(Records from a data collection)
(begin)
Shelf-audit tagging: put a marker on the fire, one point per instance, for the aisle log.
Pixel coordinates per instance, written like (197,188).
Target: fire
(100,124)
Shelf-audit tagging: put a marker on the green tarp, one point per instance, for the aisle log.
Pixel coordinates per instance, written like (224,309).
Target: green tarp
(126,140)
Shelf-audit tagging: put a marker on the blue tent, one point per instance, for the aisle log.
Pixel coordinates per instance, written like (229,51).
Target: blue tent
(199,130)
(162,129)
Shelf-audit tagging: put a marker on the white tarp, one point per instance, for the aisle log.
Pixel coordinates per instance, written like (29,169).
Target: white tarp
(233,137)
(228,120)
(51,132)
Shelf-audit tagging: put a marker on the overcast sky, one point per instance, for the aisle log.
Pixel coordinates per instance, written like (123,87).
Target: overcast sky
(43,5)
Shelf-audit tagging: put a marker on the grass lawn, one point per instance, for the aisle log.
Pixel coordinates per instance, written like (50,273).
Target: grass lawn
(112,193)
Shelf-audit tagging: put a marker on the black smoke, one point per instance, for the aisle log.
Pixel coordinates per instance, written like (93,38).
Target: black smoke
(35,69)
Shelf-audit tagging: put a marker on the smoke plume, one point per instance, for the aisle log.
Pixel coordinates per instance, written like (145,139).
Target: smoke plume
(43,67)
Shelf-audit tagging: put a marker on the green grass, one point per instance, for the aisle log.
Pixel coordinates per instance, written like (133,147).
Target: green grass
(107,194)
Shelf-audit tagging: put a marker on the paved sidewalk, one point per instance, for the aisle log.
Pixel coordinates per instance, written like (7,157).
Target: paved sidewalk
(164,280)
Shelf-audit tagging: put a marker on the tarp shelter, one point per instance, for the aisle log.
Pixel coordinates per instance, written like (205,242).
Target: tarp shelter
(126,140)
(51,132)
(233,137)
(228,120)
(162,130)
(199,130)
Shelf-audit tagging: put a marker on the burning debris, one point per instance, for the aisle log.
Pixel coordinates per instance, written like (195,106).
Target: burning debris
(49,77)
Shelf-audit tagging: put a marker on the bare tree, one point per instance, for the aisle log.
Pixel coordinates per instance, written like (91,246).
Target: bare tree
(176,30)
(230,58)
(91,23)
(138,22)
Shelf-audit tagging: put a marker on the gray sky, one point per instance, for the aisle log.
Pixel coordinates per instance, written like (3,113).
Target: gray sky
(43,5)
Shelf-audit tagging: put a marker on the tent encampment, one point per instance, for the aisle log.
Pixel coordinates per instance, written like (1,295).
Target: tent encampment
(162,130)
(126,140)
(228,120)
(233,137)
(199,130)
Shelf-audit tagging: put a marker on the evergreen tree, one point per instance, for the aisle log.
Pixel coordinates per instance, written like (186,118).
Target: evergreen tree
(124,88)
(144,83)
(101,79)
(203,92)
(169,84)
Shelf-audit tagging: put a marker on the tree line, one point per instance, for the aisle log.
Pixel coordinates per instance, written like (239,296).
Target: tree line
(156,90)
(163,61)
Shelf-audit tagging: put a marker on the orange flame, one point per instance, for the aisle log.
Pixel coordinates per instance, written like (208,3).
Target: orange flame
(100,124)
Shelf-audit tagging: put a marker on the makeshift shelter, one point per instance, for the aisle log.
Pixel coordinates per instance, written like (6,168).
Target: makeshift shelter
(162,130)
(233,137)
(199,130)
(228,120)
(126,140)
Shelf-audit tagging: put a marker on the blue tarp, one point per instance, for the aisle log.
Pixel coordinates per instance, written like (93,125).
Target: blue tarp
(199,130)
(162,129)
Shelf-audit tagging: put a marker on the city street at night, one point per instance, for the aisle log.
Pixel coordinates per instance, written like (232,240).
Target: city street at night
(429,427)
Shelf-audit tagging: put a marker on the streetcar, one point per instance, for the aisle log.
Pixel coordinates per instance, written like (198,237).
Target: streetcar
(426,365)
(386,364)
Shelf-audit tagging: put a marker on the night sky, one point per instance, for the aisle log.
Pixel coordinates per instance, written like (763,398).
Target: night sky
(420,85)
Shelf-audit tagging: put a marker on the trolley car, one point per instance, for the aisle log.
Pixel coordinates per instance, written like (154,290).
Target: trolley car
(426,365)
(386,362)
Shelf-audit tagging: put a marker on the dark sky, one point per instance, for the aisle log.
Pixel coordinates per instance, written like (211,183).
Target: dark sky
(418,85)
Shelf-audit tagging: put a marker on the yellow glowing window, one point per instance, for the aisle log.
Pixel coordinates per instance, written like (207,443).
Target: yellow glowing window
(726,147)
(end)
Copy out the records word for word, starting with the line that contains "Shelf-audit tagging: put a marker on the city" and continuing through the end of the records, including both of those lines.

Shelf-audit tagging: put a marker on the city street at night, one point per instance, for the aisle log.
Pixel coordinates per instance, written like (232,240).
Target: city street at night
(429,427)
Shelf-audit tagging: put a marker on the streetcar, one point per instance, for the aisle log.
Pixel coordinates per instance, written like (198,237).
Target: streetcar
(426,365)
(386,364)
Shelf-audit tagging: put a marker on the night sky, one point per instance, for the aisle log.
Pixel coordinates per instance, written like (763,398).
Target: night sky
(420,85)
Shelf-audit tagging: put a marker on the trolley car, one point per instance, for the aisle log.
Pixel coordinates per instance, written like (154,290).
Target: trolley car
(426,365)
(386,362)
Shelf-audit tagging: put a marker on the dark sky, one point per instance, for the aisle log.
Pixel coordinates per instance, written like (211,183).
Target: dark sky
(418,85)
Shelf-audit tagging: put a marker on the yellow glowing window, one point per instance, for the aisle log.
Pixel coordinates per instance, written like (207,443).
Target: yellow glowing window
(726,147)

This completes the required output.